**Sua tarefa**
Por favor, explique por que, segundo o texto sobre mulheres negras e títulos acadêmicos, o professor da live criticava o excesso de títulos acadêmicos. Responda em uma a três frases.

**Texto para leitura**
⁂

Mulheres Negras e os títulos acadêmicos desde nossa ancestralidade

FONTEPor Maria Luzitana Conceição dos Santos [Luz Santos]¹, enviado ao Portal Geledés
Foto: Stock/Adobe

Dentre os tantos conteúdos assistidos no período da pandemia, recentemente chamou minha atenção vídeo de um homem branco, professor de Universidade federal, ao criticar o excedente de títulos acadêmicos. Do alto de seu pós Doutorado em seus fundamentos civilizatórios, o autor da Live criticava a ineficiência do excesso de títulos acadêmicos classificando a não serventia dos documentos dissociados de um conhecimento – uma ciência.

⁂

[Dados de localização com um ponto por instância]
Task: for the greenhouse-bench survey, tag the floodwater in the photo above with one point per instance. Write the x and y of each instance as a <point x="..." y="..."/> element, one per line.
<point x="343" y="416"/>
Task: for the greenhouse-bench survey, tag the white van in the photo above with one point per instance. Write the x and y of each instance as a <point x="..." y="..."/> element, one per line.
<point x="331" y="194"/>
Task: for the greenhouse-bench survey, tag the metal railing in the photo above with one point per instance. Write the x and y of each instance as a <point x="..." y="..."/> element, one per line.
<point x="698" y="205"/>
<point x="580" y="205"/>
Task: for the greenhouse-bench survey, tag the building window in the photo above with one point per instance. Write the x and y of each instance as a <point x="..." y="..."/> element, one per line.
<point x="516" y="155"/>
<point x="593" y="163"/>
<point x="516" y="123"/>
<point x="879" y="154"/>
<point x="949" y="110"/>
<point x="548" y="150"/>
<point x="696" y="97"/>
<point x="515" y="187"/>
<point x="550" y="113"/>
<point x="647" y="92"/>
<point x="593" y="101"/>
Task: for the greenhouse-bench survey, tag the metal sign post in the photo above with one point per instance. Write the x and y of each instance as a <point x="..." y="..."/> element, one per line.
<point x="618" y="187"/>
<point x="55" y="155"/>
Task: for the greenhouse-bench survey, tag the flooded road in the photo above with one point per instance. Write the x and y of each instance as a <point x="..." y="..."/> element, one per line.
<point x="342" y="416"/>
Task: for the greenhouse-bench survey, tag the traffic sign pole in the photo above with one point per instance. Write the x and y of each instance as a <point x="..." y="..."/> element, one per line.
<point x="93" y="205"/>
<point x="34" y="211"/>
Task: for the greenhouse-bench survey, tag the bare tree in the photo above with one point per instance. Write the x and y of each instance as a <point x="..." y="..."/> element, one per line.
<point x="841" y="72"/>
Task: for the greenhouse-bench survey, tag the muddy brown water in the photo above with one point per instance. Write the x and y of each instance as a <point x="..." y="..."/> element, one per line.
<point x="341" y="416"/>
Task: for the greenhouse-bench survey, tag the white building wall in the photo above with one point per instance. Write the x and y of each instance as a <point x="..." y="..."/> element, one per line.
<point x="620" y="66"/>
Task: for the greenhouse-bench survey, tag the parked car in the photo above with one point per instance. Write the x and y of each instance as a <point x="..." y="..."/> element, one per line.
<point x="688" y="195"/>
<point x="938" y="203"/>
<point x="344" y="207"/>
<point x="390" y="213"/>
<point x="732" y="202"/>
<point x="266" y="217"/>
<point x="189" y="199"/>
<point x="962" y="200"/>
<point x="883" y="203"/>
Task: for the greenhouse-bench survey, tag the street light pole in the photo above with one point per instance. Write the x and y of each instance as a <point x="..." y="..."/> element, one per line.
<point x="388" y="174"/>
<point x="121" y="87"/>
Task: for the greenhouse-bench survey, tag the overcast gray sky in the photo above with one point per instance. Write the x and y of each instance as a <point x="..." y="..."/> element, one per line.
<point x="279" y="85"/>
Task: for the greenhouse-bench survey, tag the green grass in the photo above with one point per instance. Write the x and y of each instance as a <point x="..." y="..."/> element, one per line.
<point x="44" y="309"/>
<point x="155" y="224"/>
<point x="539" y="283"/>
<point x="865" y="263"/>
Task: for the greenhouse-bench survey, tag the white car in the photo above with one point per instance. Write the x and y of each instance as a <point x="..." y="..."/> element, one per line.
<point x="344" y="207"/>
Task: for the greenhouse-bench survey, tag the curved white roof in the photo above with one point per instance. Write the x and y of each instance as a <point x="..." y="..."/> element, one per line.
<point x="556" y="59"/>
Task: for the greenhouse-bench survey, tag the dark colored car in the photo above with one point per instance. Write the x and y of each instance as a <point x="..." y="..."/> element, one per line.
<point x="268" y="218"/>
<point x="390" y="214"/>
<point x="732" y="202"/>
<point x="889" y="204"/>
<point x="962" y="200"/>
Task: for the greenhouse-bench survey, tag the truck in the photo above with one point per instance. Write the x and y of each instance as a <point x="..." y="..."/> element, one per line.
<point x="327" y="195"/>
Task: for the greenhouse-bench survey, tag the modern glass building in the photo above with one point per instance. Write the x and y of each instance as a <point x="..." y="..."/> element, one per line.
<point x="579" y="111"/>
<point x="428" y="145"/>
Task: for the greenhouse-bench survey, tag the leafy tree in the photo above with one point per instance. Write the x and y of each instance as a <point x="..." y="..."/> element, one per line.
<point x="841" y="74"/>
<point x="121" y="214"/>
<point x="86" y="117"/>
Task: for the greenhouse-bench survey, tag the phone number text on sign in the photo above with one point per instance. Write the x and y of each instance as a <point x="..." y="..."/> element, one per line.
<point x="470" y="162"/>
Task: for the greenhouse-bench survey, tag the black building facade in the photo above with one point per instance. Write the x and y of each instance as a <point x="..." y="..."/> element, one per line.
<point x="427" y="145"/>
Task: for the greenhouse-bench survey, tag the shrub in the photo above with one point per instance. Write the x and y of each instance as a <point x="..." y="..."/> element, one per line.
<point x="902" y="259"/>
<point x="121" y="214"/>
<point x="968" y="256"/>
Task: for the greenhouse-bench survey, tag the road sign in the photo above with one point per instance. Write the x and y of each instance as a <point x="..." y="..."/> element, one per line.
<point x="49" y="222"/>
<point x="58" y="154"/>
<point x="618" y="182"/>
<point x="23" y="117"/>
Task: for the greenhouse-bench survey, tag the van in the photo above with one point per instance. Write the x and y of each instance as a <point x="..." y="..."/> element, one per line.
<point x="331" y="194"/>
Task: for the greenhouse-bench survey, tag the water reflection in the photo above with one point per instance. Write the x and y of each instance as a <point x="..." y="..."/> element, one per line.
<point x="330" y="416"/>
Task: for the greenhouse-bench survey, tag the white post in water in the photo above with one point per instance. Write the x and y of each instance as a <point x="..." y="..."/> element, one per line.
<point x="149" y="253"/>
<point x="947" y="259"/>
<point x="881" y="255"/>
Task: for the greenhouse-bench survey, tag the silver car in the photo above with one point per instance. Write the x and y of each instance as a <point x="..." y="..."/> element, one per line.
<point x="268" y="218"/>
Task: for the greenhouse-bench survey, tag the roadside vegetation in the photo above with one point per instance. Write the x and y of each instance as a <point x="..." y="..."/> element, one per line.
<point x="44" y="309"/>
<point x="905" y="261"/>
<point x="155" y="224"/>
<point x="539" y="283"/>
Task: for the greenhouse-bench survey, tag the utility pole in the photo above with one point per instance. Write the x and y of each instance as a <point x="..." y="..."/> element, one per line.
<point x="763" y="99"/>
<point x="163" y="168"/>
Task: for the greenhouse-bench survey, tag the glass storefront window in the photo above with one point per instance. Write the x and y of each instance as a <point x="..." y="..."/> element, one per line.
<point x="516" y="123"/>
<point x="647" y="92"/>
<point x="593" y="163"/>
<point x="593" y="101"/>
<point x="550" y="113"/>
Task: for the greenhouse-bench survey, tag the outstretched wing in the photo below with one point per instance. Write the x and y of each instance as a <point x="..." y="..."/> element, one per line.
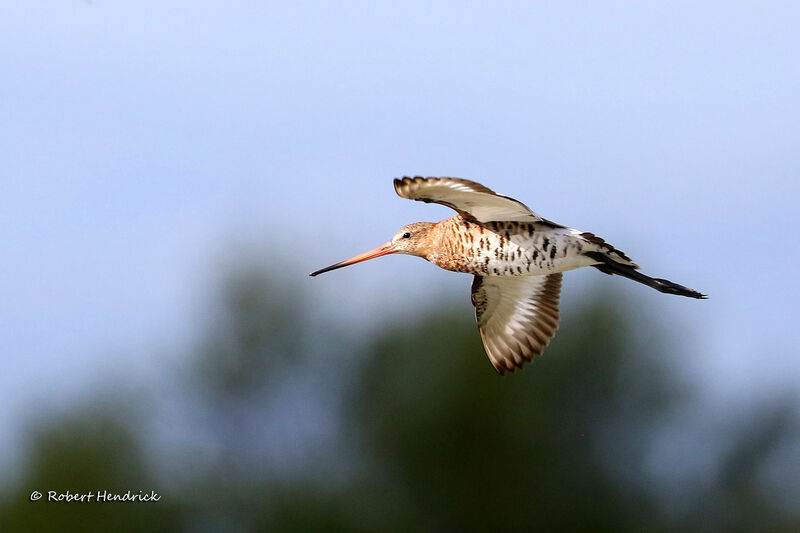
<point x="517" y="316"/>
<point x="472" y="200"/>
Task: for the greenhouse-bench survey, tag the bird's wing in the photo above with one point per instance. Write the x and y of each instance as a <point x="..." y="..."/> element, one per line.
<point x="517" y="316"/>
<point x="471" y="199"/>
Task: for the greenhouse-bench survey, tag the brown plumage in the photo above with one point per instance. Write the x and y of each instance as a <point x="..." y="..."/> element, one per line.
<point x="516" y="256"/>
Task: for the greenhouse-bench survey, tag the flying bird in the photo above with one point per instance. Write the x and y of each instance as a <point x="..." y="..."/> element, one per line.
<point x="516" y="256"/>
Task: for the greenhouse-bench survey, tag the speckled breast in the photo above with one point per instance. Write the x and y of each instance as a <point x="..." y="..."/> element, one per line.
<point x="507" y="248"/>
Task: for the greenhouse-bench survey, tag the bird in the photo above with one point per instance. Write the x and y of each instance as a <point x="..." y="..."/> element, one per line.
<point x="516" y="257"/>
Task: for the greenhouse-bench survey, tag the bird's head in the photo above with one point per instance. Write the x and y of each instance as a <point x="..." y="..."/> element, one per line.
<point x="413" y="239"/>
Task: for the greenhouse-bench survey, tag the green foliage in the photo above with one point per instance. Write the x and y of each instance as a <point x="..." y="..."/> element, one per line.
<point x="430" y="438"/>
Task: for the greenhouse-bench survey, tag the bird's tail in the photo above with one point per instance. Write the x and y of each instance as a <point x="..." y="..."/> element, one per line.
<point x="610" y="266"/>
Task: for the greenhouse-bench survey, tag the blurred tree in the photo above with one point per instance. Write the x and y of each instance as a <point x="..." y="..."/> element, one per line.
<point x="93" y="447"/>
<point x="431" y="438"/>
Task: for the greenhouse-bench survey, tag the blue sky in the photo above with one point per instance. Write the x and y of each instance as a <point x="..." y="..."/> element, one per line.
<point x="143" y="142"/>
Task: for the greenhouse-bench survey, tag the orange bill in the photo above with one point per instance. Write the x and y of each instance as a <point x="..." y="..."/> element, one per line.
<point x="386" y="249"/>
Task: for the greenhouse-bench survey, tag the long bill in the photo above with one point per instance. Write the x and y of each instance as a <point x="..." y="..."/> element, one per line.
<point x="385" y="249"/>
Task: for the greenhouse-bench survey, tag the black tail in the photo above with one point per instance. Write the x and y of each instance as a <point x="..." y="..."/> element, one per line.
<point x="609" y="266"/>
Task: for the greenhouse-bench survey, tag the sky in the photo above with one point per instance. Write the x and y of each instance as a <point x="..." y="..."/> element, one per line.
<point x="143" y="145"/>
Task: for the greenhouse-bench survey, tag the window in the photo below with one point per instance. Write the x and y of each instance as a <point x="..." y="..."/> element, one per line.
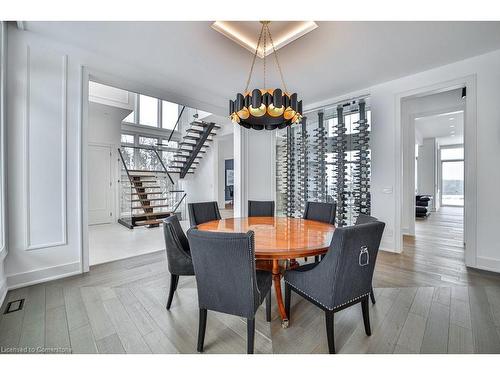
<point x="148" y="110"/>
<point x="169" y="114"/>
<point x="127" y="138"/>
<point x="130" y="118"/>
<point x="147" y="141"/>
<point x="452" y="176"/>
<point x="456" y="153"/>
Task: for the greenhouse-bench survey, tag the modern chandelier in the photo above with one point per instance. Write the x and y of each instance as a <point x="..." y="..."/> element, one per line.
<point x="265" y="108"/>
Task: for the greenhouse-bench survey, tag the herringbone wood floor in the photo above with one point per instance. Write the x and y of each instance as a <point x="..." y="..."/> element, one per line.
<point x="427" y="302"/>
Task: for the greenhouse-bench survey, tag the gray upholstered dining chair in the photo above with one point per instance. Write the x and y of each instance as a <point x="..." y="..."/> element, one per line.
<point x="260" y="208"/>
<point x="343" y="278"/>
<point x="201" y="212"/>
<point x="320" y="211"/>
<point x="178" y="254"/>
<point x="363" y="219"/>
<point x="224" y="265"/>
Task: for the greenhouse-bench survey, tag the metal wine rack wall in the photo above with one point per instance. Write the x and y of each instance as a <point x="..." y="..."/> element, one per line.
<point x="326" y="158"/>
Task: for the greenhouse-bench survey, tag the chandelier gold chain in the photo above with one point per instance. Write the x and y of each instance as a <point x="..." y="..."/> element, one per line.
<point x="253" y="61"/>
<point x="277" y="61"/>
<point x="264" y="52"/>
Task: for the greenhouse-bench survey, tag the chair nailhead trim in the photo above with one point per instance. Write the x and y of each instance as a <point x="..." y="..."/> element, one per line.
<point x="326" y="307"/>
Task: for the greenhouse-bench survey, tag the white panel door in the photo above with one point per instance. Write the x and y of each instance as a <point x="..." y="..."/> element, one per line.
<point x="99" y="179"/>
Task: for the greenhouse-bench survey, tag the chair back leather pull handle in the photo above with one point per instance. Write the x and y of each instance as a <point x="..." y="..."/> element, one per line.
<point x="364" y="256"/>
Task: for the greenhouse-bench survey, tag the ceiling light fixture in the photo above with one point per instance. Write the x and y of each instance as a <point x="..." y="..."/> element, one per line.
<point x="265" y="108"/>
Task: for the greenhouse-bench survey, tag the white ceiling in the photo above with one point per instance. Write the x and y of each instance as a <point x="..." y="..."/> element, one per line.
<point x="196" y="61"/>
<point x="246" y="34"/>
<point x="448" y="128"/>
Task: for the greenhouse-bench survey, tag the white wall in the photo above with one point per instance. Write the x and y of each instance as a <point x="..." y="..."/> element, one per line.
<point x="427" y="164"/>
<point x="386" y="157"/>
<point x="427" y="105"/>
<point x="254" y="167"/>
<point x="105" y="130"/>
<point x="226" y="151"/>
<point x="45" y="106"/>
<point x="3" y="217"/>
<point x="202" y="185"/>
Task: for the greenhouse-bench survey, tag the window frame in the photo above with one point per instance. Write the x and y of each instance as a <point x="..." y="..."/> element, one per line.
<point x="440" y="172"/>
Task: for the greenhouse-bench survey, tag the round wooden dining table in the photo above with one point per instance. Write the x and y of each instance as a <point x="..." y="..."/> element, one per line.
<point x="279" y="241"/>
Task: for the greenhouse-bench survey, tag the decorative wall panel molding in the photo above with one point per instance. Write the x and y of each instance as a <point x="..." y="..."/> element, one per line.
<point x="45" y="148"/>
<point x="326" y="159"/>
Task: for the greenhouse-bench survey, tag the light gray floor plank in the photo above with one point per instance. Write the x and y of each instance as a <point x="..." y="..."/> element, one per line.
<point x="422" y="303"/>
<point x="460" y="310"/>
<point x="412" y="334"/>
<point x="442" y="295"/>
<point x="56" y="330"/>
<point x="75" y="308"/>
<point x="460" y="340"/>
<point x="493" y="294"/>
<point x="110" y="345"/>
<point x="436" y="331"/>
<point x="143" y="321"/>
<point x="486" y="339"/>
<point x="98" y="317"/>
<point x="393" y="323"/>
<point x="33" y="331"/>
<point x="54" y="296"/>
<point x="128" y="333"/>
<point x="159" y="343"/>
<point x="11" y="324"/>
<point x="359" y="342"/>
<point x="82" y="340"/>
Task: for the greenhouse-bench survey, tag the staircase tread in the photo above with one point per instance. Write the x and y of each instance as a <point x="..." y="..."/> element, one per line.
<point x="146" y="207"/>
<point x="199" y="131"/>
<point x="148" y="222"/>
<point x="139" y="171"/>
<point x="204" y="124"/>
<point x="148" y="199"/>
<point x="151" y="214"/>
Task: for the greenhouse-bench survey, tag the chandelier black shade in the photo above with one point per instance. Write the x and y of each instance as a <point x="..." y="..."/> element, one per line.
<point x="265" y="108"/>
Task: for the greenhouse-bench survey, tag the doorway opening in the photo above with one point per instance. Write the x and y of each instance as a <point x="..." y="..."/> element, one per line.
<point x="145" y="159"/>
<point x="434" y="180"/>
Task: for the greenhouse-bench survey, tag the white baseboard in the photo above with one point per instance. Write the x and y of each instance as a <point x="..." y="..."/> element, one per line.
<point x="42" y="275"/>
<point x="3" y="290"/>
<point x="488" y="264"/>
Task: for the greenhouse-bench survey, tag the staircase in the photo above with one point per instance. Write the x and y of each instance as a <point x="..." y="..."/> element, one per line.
<point x="194" y="144"/>
<point x="147" y="195"/>
<point x="148" y="192"/>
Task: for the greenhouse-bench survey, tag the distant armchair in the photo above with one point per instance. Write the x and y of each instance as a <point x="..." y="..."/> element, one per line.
<point x="343" y="278"/>
<point x="260" y="208"/>
<point x="363" y="219"/>
<point x="201" y="212"/>
<point x="227" y="281"/>
<point x="320" y="211"/>
<point x="178" y="254"/>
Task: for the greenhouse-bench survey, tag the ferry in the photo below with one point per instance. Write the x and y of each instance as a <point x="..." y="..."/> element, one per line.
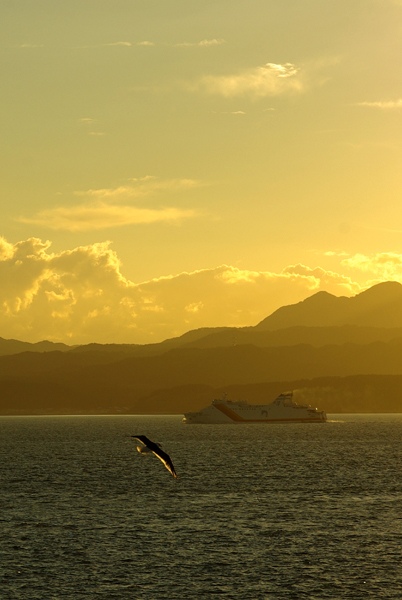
<point x="282" y="410"/>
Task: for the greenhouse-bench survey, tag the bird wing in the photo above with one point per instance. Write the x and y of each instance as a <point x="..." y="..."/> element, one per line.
<point x="154" y="448"/>
<point x="165" y="458"/>
<point x="143" y="439"/>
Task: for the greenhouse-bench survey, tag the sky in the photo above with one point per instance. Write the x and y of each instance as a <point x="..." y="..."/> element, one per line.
<point x="172" y="164"/>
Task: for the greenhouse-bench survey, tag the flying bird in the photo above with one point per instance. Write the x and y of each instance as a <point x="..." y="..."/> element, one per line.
<point x="150" y="446"/>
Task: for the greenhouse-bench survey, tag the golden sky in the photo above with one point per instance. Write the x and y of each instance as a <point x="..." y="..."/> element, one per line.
<point x="168" y="165"/>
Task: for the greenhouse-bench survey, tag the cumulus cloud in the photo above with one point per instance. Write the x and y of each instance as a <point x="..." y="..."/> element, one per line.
<point x="108" y="207"/>
<point x="81" y="295"/>
<point x="268" y="80"/>
<point x="383" y="104"/>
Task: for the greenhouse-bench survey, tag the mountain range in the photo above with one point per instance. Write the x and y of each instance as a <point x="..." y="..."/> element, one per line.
<point x="341" y="354"/>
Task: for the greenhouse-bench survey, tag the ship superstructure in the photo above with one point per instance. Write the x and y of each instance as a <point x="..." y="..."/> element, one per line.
<point x="282" y="410"/>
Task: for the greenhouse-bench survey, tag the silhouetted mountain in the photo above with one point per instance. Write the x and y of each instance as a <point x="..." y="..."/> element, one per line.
<point x="316" y="345"/>
<point x="379" y="306"/>
<point x="15" y="346"/>
<point x="62" y="382"/>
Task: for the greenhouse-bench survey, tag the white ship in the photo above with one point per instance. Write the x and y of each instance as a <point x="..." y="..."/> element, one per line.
<point x="281" y="410"/>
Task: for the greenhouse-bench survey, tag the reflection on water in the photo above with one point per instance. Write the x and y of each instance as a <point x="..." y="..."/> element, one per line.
<point x="259" y="511"/>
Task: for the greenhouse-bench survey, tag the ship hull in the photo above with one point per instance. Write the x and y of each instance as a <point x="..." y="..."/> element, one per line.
<point x="282" y="410"/>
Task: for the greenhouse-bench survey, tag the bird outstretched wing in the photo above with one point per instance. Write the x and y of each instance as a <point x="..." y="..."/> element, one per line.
<point x="154" y="448"/>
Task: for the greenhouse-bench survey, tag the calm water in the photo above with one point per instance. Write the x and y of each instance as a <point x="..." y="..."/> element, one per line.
<point x="259" y="511"/>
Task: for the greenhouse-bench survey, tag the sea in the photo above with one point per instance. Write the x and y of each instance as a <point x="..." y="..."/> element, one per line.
<point x="259" y="511"/>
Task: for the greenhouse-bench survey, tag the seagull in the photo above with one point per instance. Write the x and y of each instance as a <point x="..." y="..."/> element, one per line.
<point x="154" y="448"/>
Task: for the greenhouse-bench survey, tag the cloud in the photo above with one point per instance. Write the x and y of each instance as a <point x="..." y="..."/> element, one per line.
<point x="384" y="105"/>
<point x="100" y="215"/>
<point x="386" y="265"/>
<point x="119" y="44"/>
<point x="321" y="278"/>
<point x="31" y="46"/>
<point x="202" y="44"/>
<point x="108" y="207"/>
<point x="81" y="295"/>
<point x="145" y="186"/>
<point x="269" y="80"/>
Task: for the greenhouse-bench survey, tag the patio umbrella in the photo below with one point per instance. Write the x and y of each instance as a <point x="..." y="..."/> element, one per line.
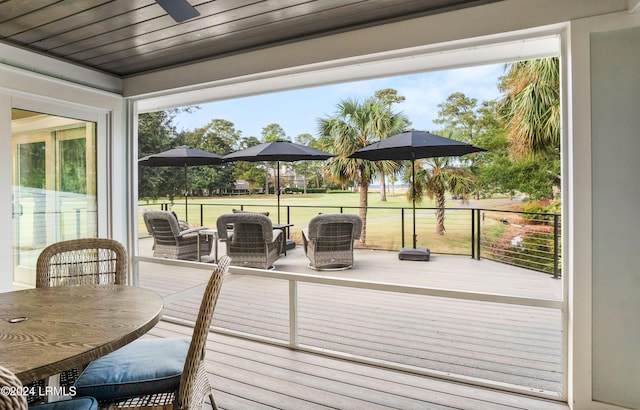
<point x="182" y="156"/>
<point x="278" y="150"/>
<point x="414" y="145"/>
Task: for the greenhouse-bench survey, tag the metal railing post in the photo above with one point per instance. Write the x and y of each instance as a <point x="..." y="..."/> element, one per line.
<point x="402" y="225"/>
<point x="556" y="256"/>
<point x="479" y="233"/>
<point x="293" y="313"/>
<point x="473" y="234"/>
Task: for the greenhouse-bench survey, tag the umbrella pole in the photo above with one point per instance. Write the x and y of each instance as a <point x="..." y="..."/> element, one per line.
<point x="415" y="253"/>
<point x="186" y="190"/>
<point x="278" y="188"/>
<point x="413" y="196"/>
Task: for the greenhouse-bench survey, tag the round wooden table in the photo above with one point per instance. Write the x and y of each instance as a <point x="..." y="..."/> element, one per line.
<point x="45" y="331"/>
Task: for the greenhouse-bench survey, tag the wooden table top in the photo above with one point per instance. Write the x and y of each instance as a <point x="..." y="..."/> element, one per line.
<point x="68" y="326"/>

⁂

**Resposta do exercício**
Ele considerava ineficiente o excesso de títulos acadêmicos, pois documentos dissociados de um conhecimento, de uma ciência, não teriam serventia.